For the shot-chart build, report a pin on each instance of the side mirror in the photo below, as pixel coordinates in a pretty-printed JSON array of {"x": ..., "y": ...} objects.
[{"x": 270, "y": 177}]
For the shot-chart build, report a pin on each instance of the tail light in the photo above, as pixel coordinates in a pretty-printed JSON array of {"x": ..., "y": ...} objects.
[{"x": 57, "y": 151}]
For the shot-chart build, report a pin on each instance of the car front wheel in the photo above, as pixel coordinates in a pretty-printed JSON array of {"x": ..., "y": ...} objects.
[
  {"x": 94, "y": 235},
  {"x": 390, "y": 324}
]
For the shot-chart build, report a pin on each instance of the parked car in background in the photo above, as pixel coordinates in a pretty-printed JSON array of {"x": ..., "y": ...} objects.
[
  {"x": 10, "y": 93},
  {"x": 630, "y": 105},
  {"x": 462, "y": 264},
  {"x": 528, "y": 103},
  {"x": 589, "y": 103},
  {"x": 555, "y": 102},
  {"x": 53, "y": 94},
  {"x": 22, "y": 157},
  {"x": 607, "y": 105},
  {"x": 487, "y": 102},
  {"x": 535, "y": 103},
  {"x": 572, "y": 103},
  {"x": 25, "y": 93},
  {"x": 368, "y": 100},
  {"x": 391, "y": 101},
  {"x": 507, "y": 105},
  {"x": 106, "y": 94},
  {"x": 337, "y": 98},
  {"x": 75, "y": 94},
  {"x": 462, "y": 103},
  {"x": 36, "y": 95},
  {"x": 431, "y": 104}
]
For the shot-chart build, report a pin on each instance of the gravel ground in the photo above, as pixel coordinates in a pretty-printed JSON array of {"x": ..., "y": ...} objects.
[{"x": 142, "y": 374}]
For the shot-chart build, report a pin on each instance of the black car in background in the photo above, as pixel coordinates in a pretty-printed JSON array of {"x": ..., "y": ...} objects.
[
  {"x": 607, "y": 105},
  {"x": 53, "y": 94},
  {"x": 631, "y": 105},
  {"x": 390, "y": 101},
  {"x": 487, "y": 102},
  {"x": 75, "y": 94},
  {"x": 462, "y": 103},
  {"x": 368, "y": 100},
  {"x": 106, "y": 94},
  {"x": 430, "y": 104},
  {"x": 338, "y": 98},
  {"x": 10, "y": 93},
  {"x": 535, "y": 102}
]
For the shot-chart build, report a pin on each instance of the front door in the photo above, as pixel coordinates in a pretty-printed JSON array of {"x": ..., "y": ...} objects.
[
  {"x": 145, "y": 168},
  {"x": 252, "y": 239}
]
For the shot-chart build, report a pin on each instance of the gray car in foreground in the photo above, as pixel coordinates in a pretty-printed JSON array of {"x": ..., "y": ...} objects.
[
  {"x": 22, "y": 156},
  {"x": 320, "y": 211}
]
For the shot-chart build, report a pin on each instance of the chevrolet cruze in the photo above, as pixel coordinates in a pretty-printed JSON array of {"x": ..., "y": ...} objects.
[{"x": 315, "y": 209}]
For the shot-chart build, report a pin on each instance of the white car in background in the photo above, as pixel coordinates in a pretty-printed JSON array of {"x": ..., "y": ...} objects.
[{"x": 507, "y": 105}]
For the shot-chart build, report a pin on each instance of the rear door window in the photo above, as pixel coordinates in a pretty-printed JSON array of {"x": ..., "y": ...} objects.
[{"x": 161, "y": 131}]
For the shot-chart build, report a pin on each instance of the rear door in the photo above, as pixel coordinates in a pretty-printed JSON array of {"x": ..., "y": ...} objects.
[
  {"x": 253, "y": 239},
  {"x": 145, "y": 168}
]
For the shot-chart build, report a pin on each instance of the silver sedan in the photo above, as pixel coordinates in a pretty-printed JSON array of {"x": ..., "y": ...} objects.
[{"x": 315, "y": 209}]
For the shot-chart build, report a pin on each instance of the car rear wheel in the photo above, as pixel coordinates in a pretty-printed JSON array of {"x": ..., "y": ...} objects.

========

Set down the whole listing again, exactly as shown above.

Response for this exercise:
For the shot-chart build, report a pin on each instance of the side mirror in the photo below, as pixel coordinates in a pretty-printed JSON array of {"x": ..., "y": ...} objects.
[{"x": 270, "y": 177}]
For the shot-chart build, report a pin on each instance of the tail light in the photo above, as pixel coordinates in a pretty-printed JSON array of {"x": ..., "y": ...} objects.
[{"x": 57, "y": 151}]
For the shot-chart build, report a pin on each instance of the car front wheel in the photo above, as pixel coordinates in a pretty-printed JSON array of {"x": ..., "y": ...} objects.
[
  {"x": 94, "y": 235},
  {"x": 390, "y": 324}
]
For the shot-chart build, report a pin on each instance of the parked car in background in the photo above, as pixel coordinates in a pretty-printed JSON array of {"x": ..., "y": ...} objects.
[
  {"x": 10, "y": 93},
  {"x": 630, "y": 105},
  {"x": 462, "y": 264},
  {"x": 528, "y": 103},
  {"x": 589, "y": 103},
  {"x": 555, "y": 102},
  {"x": 53, "y": 94},
  {"x": 22, "y": 157},
  {"x": 607, "y": 105},
  {"x": 487, "y": 102},
  {"x": 535, "y": 103},
  {"x": 572, "y": 103},
  {"x": 25, "y": 93},
  {"x": 368, "y": 100},
  {"x": 391, "y": 101},
  {"x": 507, "y": 105},
  {"x": 106, "y": 94},
  {"x": 337, "y": 98},
  {"x": 75, "y": 94},
  {"x": 462, "y": 103},
  {"x": 36, "y": 95},
  {"x": 431, "y": 104}
]
For the shot-chart build, report a pin on each instance of the gravel ground in the photo above, as pixel coordinates in a pretty-printed JSON array of {"x": ..., "y": ...} objects.
[{"x": 142, "y": 374}]
For the shot-chart build, report a pin on each instance of the black car in background in the photo above, as pixel coordinates in a pretty-printed JSON array of {"x": ..., "y": ...} objects.
[
  {"x": 607, "y": 105},
  {"x": 53, "y": 94},
  {"x": 631, "y": 105},
  {"x": 390, "y": 101},
  {"x": 487, "y": 102},
  {"x": 75, "y": 94},
  {"x": 462, "y": 103},
  {"x": 368, "y": 100},
  {"x": 106, "y": 94},
  {"x": 430, "y": 104},
  {"x": 338, "y": 98},
  {"x": 10, "y": 93},
  {"x": 535, "y": 102}
]
For the shot-chart build, report a pin on each instance of the front door in the photo above, as pixel coordinates in a pretty-printed JSON array of {"x": ..., "y": ...} objects.
[
  {"x": 145, "y": 168},
  {"x": 252, "y": 239}
]
For the shot-chart build, report a pin on each instance of the gray car in foreground in the photo above, as pixel coordinates in a pretty-printed JSON array of {"x": ..., "y": ...} objects.
[
  {"x": 22, "y": 156},
  {"x": 320, "y": 211}
]
For the shot-chart build, report a pin on each instance of the chevrolet cruze in the photo above, as pixel coordinates in a pretty-printed JSON array of {"x": ..., "y": ...} objects.
[{"x": 315, "y": 209}]
For the shot-chart build, report a pin on each instance of the white car in background in the photo above, as pixel coordinates in a pretty-printed JSON array of {"x": ..., "y": ...} objects.
[{"x": 507, "y": 105}]
For the shot-chart build, report a pin on each instance of the rear door window in the photo above, as pixel coordinates in a pretty-printed JSON array of {"x": ..., "y": ...} objects.
[{"x": 161, "y": 131}]
For the shot-chart build, report a pin on each instance of the rear door in the photo above, as pixel coordinates in a pretty-printed JSON array of {"x": ..., "y": ...} objects.
[
  {"x": 253, "y": 239},
  {"x": 145, "y": 168}
]
For the shot-chart build, report a pin on each instance of the silver sedan in the photo above, as pixel coordinates in a pretty-printed JSON array of {"x": ..., "y": ...} objects.
[{"x": 315, "y": 209}]
For the shot-chart build, report a pin on each instance of the car rear wheel in the photo above, as pixel coordinates in a pretty-printed JSON array of {"x": ..., "y": ...} objects.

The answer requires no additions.